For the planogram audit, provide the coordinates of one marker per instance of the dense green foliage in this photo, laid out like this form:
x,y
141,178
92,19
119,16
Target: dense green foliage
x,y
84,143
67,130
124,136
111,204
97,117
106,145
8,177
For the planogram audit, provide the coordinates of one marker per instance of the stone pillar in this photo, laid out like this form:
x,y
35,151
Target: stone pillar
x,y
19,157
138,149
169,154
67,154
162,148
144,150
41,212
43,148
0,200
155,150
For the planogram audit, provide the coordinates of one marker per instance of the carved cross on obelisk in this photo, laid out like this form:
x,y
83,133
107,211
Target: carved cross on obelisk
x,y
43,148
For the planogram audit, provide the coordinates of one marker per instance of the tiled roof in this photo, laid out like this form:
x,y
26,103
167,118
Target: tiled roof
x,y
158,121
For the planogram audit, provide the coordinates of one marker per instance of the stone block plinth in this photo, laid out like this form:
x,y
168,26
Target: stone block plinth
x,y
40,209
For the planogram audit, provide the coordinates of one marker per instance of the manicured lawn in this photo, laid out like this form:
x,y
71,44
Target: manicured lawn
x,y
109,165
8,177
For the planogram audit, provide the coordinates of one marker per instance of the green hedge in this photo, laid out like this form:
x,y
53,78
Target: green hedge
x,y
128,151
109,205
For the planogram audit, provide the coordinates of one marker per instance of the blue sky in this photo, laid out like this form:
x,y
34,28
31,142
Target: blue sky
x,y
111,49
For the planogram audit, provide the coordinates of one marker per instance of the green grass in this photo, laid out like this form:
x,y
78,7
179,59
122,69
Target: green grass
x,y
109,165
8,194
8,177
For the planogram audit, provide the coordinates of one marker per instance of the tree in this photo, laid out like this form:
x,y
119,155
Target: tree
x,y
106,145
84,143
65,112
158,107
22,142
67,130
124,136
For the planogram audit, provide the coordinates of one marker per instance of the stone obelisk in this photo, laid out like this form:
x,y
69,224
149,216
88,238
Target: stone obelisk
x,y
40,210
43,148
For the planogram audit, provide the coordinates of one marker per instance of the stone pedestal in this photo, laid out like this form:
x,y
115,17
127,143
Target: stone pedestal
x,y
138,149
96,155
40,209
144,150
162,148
*****
Switch "planogram audit" to "inventory review" everywhere in the lines above and change nothing else.

Result of the task
For the inventory review, provide the coordinates of one marker per instance of the dense green foliage in this photo, laid out like this form:
x,y
141,178
92,19
119,16
Target: dense green foliage
x,y
84,143
67,130
124,136
111,204
97,117
106,145
8,177
For the inventory review, provide the coordinates of one marker per instance of the stone pillar in this photo, laid out like this form:
x,y
35,151
Target: stone pillar
x,y
19,157
138,149
169,154
67,154
162,148
144,150
41,212
43,148
0,200
155,150
For the inventory review, provide the coordinates of one marker per instance of the carved cross on obelisk in this photo, laid out like this form:
x,y
83,133
107,211
Target: carved cross on obelisk
x,y
43,148
For the inventory review, provide the coordinates of one marker per instance of the tiled roof in this photo, laid out like this form:
x,y
26,103
167,118
Target: tiled roof
x,y
158,121
For the inventory review, provide the coordinates of one marker per instance of the stone block plinth in this photo, laid out like this form:
x,y
168,26
Target: stone block plinth
x,y
40,209
For the inventory review, provide the coordinates of one marker per instance of the manicured lawn in this photo, laid out like this form:
x,y
71,44
Target: manicured lawn
x,y
109,165
8,177
For the inventory review, provide the coordinates of one marker per instance of the green hedge in this photo, laid out like this form:
x,y
53,78
Target: green hedge
x,y
128,151
109,205
For the inventory review, provide the coordinates of one marker per instance of the blue sky in this photo, laid out like this form:
x,y
34,28
31,142
Target: blue sky
x,y
111,49
For the inventory review, provide the coordinates of one marker per instance of the green grass in this photo, laid out like this form:
x,y
78,7
179,59
122,69
Target: green grass
x,y
109,165
8,194
8,177
For the inventory review, provide the coordinates of one marker per instance of the tree in this photo, laid out like this form:
x,y
119,155
Target: tree
x,y
106,145
84,143
65,112
158,107
22,142
67,130
124,136
For the inventory review, provide the coordinates of one marker per instance of the stone obelisk in this photo, laid out like this form:
x,y
69,224
149,216
88,238
Target: stone obelisk
x,y
40,210
43,148
For the inventory review, provide the coordinates of one marker per instance of the stone pedestal in this photo, laid out like this form:
x,y
115,17
127,143
Target: stone pedestal
x,y
138,149
96,155
40,209
144,150
162,148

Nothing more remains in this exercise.